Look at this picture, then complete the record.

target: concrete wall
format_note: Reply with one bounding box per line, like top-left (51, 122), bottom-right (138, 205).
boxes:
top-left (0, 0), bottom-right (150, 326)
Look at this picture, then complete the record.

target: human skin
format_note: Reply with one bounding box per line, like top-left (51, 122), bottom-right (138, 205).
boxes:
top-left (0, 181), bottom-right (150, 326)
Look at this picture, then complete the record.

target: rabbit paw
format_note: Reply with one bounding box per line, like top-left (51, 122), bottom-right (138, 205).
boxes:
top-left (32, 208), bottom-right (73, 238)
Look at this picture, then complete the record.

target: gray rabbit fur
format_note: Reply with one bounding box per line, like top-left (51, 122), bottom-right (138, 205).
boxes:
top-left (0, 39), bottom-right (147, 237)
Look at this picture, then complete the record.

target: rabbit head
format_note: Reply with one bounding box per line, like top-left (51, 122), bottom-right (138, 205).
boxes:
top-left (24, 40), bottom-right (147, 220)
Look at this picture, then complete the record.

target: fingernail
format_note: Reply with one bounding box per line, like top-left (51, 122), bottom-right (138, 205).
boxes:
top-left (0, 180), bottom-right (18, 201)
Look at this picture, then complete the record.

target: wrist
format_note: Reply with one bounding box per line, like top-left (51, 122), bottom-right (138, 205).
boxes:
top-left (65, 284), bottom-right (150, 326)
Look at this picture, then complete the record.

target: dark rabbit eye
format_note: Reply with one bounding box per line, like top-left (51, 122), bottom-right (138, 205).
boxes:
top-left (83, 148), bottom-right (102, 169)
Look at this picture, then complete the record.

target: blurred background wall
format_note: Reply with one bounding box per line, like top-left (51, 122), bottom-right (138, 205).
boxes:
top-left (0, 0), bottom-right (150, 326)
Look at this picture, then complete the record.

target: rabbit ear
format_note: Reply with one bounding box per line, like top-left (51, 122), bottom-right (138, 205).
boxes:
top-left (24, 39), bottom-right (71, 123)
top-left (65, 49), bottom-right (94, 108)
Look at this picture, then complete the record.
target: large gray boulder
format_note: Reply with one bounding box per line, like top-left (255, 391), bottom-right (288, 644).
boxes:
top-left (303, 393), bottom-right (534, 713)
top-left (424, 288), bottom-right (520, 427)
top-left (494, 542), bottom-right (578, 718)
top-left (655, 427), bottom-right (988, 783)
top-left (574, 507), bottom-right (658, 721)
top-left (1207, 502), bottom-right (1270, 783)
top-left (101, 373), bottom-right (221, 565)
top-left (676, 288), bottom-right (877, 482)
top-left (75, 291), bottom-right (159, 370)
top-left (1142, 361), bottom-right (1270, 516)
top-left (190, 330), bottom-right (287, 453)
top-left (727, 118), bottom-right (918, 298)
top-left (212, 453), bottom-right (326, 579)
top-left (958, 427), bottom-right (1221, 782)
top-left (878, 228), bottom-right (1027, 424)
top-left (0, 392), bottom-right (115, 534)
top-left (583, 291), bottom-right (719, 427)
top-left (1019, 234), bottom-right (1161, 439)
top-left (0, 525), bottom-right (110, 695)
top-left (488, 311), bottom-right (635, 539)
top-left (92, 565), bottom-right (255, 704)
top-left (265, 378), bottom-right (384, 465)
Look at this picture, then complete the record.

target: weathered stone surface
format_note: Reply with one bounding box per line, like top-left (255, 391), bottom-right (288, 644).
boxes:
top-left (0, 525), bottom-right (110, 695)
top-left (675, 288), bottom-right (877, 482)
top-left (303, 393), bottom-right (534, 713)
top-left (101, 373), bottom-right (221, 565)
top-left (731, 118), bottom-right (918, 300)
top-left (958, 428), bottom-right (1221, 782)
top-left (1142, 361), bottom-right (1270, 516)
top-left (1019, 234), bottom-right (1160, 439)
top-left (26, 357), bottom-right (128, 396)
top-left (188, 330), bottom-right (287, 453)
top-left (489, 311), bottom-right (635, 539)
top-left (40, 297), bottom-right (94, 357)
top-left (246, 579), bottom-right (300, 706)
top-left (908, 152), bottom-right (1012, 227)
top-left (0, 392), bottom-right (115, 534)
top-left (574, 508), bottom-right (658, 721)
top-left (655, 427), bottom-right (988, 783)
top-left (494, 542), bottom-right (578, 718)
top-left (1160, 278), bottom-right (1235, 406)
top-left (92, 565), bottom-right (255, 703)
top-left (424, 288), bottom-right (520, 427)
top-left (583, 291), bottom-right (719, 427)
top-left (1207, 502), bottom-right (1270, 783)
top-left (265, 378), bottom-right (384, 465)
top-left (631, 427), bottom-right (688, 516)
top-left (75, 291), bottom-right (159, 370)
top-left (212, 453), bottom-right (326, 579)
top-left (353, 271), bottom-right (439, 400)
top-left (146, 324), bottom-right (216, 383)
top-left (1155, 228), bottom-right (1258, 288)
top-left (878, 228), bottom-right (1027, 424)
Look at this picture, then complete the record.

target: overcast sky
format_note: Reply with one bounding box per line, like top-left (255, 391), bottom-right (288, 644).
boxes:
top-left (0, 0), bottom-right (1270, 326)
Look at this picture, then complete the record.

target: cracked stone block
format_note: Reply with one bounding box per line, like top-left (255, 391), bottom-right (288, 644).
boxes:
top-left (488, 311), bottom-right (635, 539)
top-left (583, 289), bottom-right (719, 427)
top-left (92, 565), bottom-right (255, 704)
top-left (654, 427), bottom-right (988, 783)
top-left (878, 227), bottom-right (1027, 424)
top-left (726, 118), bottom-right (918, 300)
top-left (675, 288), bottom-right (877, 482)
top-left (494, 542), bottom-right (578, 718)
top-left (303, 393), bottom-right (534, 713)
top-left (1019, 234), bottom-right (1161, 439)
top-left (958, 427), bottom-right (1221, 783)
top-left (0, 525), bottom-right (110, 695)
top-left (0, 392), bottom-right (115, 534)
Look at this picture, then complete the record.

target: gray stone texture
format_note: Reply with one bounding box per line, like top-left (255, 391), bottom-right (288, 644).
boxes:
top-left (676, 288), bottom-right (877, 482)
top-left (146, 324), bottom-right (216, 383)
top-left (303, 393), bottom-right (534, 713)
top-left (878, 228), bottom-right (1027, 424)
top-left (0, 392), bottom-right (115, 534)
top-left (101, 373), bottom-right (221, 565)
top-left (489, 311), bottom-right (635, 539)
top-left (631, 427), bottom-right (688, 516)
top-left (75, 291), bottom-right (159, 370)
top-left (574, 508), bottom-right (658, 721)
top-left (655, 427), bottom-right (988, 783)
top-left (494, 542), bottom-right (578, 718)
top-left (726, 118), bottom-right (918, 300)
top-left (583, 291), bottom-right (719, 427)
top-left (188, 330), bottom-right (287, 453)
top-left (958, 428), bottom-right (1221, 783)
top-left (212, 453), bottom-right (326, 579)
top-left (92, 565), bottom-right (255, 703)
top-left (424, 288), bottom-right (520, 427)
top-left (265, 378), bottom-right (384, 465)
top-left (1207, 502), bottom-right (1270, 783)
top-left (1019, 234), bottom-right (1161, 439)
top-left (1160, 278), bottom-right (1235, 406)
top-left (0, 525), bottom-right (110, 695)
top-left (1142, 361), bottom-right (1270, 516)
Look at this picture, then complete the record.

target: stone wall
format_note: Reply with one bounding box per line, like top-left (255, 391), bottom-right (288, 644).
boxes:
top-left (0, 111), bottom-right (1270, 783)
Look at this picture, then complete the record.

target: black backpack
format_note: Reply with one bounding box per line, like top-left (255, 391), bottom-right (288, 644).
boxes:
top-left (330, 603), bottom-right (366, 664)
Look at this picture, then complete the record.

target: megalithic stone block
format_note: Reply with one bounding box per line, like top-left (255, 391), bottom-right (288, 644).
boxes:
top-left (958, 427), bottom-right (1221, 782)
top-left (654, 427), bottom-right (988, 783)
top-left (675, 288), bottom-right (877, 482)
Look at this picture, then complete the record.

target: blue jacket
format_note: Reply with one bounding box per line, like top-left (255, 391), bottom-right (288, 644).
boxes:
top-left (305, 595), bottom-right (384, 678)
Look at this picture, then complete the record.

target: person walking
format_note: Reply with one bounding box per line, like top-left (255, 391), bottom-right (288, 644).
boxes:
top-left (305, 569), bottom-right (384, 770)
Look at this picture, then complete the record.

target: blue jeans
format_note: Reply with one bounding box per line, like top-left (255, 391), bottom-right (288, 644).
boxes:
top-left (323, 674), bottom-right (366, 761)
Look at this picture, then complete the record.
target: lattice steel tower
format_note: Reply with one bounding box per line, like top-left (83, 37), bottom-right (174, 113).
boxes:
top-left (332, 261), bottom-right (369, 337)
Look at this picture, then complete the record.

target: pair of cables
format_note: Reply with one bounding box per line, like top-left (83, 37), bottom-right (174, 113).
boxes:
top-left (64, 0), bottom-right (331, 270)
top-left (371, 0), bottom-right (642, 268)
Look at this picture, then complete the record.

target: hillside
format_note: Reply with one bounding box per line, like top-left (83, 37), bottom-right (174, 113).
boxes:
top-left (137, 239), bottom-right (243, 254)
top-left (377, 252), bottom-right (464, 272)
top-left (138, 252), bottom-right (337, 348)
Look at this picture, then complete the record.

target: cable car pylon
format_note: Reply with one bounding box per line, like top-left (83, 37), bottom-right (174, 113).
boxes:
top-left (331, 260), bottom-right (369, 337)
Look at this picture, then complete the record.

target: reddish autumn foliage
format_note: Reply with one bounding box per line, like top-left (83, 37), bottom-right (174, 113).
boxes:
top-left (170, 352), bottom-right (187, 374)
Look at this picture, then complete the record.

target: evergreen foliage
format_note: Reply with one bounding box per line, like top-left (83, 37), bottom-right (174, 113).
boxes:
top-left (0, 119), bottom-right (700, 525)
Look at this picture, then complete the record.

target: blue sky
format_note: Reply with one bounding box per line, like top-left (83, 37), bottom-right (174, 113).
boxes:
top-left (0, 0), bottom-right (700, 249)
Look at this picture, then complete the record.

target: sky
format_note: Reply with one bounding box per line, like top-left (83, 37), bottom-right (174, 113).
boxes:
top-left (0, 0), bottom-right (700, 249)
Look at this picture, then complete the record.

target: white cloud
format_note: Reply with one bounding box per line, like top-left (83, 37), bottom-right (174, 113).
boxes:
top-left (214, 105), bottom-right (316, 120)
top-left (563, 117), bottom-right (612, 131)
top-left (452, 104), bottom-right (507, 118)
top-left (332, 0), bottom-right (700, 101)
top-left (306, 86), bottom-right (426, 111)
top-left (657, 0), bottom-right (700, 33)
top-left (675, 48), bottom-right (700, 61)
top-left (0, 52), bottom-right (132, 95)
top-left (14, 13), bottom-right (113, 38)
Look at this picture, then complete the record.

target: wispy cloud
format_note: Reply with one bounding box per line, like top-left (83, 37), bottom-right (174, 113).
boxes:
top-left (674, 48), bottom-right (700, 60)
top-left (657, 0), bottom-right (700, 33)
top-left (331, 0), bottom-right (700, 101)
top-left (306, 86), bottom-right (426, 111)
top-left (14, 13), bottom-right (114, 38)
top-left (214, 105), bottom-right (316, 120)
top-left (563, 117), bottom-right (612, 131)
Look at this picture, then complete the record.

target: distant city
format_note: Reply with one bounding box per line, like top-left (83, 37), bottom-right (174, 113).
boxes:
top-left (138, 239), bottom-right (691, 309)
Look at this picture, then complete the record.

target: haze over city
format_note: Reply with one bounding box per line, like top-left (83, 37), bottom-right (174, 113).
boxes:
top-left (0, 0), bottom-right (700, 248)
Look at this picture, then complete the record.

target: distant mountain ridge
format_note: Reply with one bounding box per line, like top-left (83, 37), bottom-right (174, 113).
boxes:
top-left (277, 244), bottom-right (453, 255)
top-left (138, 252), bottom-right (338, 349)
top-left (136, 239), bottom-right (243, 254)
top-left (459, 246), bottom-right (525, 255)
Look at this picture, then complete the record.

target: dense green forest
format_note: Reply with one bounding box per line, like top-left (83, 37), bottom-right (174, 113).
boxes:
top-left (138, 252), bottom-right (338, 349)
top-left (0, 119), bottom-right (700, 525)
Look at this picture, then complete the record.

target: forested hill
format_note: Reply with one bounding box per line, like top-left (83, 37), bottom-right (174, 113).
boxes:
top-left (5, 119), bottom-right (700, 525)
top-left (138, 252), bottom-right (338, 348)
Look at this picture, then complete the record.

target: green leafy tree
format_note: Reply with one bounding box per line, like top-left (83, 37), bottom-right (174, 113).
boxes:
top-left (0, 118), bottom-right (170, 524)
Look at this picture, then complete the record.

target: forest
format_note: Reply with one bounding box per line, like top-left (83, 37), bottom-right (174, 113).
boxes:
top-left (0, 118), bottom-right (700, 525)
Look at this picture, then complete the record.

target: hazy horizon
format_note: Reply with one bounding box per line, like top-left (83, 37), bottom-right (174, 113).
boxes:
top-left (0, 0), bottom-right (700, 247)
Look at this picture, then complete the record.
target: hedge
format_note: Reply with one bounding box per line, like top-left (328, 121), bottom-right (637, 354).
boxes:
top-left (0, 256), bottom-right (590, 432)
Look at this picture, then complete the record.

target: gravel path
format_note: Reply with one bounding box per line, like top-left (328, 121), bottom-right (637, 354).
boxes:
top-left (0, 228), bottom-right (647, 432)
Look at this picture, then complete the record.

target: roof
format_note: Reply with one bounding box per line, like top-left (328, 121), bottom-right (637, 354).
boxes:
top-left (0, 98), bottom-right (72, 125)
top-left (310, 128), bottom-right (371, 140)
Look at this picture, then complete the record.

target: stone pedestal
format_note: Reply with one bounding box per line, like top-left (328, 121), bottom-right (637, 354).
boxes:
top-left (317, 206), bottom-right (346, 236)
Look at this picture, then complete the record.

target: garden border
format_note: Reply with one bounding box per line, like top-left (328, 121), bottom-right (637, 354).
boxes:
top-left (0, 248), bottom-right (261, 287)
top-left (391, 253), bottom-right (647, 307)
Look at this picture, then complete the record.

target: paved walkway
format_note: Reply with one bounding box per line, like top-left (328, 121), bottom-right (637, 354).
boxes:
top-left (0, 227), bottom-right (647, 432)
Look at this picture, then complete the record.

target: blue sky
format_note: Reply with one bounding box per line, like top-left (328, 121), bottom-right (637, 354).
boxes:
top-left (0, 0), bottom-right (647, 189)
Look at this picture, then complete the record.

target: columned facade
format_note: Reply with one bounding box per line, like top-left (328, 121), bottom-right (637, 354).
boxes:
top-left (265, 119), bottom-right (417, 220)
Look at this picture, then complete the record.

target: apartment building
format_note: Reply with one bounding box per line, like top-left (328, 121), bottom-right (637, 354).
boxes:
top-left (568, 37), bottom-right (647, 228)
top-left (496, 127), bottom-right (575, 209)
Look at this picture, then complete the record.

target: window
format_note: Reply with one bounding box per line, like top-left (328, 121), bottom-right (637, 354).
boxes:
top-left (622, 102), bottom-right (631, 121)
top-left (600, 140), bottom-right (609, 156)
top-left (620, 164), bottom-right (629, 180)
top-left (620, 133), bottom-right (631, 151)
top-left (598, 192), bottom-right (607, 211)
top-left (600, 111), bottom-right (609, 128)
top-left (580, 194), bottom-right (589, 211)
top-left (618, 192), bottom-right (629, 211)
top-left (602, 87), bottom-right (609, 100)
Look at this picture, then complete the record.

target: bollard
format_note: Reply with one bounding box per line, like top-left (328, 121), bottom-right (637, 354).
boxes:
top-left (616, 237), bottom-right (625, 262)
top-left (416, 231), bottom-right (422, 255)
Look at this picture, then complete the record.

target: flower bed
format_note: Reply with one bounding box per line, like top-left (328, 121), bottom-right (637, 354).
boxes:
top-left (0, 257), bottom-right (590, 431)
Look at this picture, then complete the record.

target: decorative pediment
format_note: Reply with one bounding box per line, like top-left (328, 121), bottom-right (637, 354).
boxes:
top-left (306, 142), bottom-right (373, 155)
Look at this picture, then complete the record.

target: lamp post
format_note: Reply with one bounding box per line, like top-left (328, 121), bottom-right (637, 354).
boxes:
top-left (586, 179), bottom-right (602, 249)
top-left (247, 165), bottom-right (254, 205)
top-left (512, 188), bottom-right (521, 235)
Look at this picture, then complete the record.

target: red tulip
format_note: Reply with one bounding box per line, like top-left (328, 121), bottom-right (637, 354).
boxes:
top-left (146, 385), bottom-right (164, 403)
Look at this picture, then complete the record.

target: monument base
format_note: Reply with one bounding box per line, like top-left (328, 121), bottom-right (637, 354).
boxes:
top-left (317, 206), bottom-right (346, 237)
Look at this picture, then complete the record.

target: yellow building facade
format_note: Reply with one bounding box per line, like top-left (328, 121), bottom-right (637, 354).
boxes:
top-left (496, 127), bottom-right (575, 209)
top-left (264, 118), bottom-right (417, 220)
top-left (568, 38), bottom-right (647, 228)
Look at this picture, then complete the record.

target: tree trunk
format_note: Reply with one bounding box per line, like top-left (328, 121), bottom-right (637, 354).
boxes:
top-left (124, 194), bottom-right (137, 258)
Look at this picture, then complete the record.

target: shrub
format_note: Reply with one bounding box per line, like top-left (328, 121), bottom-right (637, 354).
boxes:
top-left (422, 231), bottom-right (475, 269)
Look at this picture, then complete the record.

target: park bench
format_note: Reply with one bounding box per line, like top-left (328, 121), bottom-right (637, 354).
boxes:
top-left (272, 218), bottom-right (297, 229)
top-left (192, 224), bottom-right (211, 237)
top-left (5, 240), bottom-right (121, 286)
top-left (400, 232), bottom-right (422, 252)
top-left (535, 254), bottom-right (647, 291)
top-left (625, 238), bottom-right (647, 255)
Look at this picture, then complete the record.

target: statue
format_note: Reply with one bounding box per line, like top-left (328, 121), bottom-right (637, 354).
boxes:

Task statement
Rewrite every line of the items above, starting at the first line and stopping after the line that contains "top-left (0, 180), bottom-right (18, 201)", and shift each number in the answer boxes up by 54. Leave all other text, including the sample boxes in the format notes, unchanged.

Result for this exercise
Look at this picture, then complete the record.

target: concrete wall
format_note: Reply with one bounding box per line, like top-left (51, 122), bottom-right (138, 205).
boxes:
top-left (54, 54), bottom-right (204, 380)
Look at this picture, then complete the record.

target: human skin
format_note: Reply with one bounding box per line, like top-left (51, 122), bottom-right (138, 205).
boxes:
top-left (54, 235), bottom-right (204, 380)
Look at this picture, then complete the record.

target: rabbit paw
format_note: Reply with one bounding box per line, like top-left (51, 122), bottom-right (138, 205).
boxes:
top-left (86, 262), bottom-right (127, 292)
Look at this picture, then complete the record.

target: gray rabbit fur
format_note: Reply with one bounding box per line, like top-left (51, 122), bottom-right (138, 205).
boxes:
top-left (54, 93), bottom-right (201, 291)
Look at this picture, then complete the record.

target: rabbit head
format_note: Reply with one bounding box per line, like top-left (51, 122), bottom-right (138, 205).
boxes:
top-left (78, 94), bottom-right (201, 274)
Look at this picture, then complete the record.

target: fingernail
format_note: Reply with one bounding box per line, like top-left (51, 122), bottom-right (138, 205).
boxes:
top-left (54, 234), bottom-right (72, 255)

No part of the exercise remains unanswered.